[TASK ITEM] The answer is a single number: the count of lines below in which the word "tree" appears.

[DATA RECORDS]

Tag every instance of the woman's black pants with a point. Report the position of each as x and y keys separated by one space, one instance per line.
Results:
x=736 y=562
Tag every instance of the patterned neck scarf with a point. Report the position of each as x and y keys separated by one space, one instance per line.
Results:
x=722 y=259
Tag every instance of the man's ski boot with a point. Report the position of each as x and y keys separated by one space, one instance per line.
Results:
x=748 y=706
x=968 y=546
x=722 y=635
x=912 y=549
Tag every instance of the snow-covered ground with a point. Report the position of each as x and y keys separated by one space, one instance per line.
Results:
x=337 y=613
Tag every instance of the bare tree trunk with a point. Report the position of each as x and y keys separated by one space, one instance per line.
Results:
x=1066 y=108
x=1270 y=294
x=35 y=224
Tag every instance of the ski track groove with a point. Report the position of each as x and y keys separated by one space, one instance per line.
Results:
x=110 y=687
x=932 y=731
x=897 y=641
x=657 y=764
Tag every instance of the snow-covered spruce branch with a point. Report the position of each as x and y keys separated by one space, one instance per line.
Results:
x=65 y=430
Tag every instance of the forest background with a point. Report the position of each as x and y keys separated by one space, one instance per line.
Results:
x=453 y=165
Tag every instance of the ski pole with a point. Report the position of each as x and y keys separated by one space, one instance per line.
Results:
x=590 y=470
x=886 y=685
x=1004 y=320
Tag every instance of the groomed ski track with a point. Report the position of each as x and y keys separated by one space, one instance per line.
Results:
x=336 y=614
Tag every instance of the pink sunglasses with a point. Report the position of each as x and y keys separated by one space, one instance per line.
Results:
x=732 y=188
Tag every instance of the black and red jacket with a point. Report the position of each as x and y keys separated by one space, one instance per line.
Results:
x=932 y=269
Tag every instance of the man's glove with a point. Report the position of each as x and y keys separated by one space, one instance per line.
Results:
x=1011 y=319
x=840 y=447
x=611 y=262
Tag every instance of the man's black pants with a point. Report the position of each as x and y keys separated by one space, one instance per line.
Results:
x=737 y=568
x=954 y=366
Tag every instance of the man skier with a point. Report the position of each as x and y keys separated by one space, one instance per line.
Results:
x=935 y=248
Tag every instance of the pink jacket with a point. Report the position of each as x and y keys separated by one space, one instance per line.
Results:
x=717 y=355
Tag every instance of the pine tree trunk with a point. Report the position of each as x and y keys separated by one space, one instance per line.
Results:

[ANSWER SPACE] 2